WORK INSTRUCTIONS ▸ Up to and including the line holding "Target: pine tree", write out the data exactly from its first line, but not the pictures.

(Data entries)
*** Block opens ***

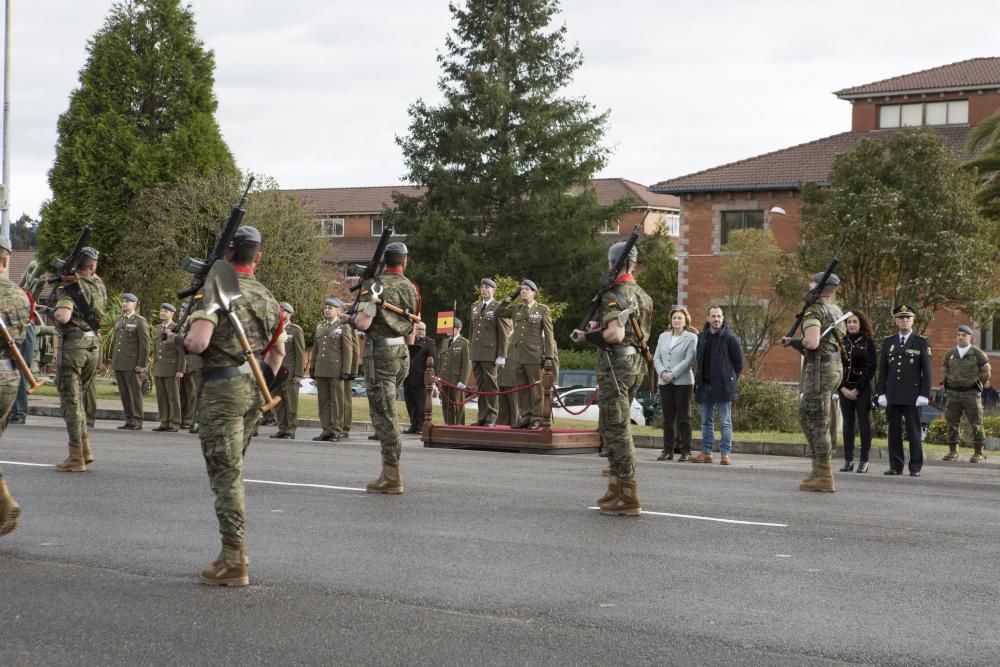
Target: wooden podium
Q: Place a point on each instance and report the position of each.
(544, 440)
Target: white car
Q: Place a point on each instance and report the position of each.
(576, 399)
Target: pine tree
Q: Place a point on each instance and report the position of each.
(142, 115)
(506, 160)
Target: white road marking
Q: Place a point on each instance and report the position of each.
(711, 518)
(312, 486)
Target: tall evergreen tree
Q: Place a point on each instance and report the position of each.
(142, 115)
(506, 160)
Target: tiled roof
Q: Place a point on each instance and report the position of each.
(789, 167)
(974, 73)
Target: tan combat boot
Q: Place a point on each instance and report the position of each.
(9, 509)
(390, 481)
(230, 571)
(74, 462)
(820, 480)
(626, 503)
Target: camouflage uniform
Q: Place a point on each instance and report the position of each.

*** Block closes ***

RESULT BELOW ▸
Target: wooden podium
Q: Place a point on each instance and report the position of each.
(544, 440)
Target: white car
Q: Place a point on each instance and report the position of each.
(576, 399)
Target: pine tree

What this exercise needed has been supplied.